Add 146 to every x and y coordinate in the answers, then write out again all lines starting at the line containing "Could you point at the blurred ceiling" and ending at the last line of the data, leaving every other number unchanged.

** Start of INPUT RECORDS **

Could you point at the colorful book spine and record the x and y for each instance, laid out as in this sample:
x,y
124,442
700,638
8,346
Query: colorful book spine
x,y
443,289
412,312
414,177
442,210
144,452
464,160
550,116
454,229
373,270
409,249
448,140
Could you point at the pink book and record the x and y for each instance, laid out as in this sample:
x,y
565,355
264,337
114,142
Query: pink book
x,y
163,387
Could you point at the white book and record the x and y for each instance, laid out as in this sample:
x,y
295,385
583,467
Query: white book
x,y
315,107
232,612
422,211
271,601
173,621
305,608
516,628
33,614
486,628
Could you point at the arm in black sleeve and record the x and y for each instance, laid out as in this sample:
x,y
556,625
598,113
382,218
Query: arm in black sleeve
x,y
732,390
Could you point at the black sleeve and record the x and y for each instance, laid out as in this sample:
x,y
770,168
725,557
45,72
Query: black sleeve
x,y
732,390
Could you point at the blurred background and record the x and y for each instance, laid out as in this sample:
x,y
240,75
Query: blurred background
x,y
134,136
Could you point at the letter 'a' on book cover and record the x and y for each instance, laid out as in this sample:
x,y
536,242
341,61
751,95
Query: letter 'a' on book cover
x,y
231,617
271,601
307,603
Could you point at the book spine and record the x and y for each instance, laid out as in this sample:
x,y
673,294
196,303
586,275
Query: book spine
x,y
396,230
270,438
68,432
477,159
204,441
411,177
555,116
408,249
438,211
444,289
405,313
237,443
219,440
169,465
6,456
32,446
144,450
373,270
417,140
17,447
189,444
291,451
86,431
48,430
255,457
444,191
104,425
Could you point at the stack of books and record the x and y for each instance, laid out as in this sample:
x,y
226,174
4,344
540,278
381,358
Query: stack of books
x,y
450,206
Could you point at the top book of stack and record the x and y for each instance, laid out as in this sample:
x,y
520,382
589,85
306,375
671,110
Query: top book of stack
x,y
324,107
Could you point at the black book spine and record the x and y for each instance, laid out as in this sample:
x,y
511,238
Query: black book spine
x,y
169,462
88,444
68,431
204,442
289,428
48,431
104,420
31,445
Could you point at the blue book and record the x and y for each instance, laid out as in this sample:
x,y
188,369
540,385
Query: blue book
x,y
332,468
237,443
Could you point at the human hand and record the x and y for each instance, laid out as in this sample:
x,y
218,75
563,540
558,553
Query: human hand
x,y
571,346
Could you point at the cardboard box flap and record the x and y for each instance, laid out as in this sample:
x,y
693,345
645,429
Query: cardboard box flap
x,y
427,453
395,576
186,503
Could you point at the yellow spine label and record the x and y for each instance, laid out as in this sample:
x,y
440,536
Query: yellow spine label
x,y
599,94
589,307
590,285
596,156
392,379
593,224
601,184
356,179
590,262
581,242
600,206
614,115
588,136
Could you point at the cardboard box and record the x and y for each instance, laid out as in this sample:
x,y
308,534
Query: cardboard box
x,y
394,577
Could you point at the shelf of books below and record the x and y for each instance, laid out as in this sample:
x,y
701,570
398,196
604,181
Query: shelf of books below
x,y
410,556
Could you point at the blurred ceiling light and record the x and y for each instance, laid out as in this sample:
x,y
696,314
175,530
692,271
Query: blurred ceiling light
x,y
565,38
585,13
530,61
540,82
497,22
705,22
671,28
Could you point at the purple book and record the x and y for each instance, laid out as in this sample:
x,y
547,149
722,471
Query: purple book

** End of INPUT RECORDS **

RESULT
Could you point at the blurred ceiling light and record the x and y for each instance, laid out as in this sample:
x,y
696,314
175,530
692,271
Query: blurred ceiling light
x,y
711,184
731,159
676,207
686,228
643,168
851,168
817,174
Could you point at the purple book and record the x and y for each instance, laid out as in this sample:
x,y
547,149
722,471
Query: purple book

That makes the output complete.